Records taken from a collection
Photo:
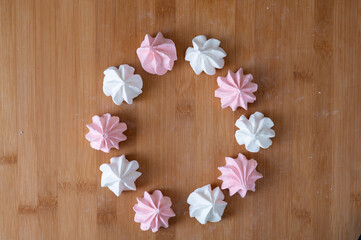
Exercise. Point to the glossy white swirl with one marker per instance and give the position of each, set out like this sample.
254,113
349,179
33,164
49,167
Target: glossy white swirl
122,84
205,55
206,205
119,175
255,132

---

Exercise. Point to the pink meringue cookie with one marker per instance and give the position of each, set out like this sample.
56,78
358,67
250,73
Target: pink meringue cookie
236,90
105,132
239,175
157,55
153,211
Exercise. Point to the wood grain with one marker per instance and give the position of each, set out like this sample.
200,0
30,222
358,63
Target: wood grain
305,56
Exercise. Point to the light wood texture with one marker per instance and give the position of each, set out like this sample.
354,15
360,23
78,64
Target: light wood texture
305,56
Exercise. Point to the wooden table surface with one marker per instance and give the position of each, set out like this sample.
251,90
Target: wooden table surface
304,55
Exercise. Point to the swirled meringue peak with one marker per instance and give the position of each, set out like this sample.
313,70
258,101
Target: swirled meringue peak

#### WHAT IS NEEDED:
Rewrite the records from the line with "Exercise. Point to the wooden" up to and including the line with "Target: swirled meringue peak", requests included, and rescale every answer coordinate by multiplying it by 1.8 and rounding to the nearest whole number, with halves rounded up. Keep the numbers in the requests and their format samples unchanged.

#### EXERCISE ANSWER:
Exercise. Point to the wooden table surface with one marker per instance and give the position of each, set out like this sample.
251,90
Target: wooden table surface
547,99
Exercise. Point to the swirled meringue peak with one marker per instance and give the position of each, set out like this sample.
313,70
258,101
Target: swirled meringue peak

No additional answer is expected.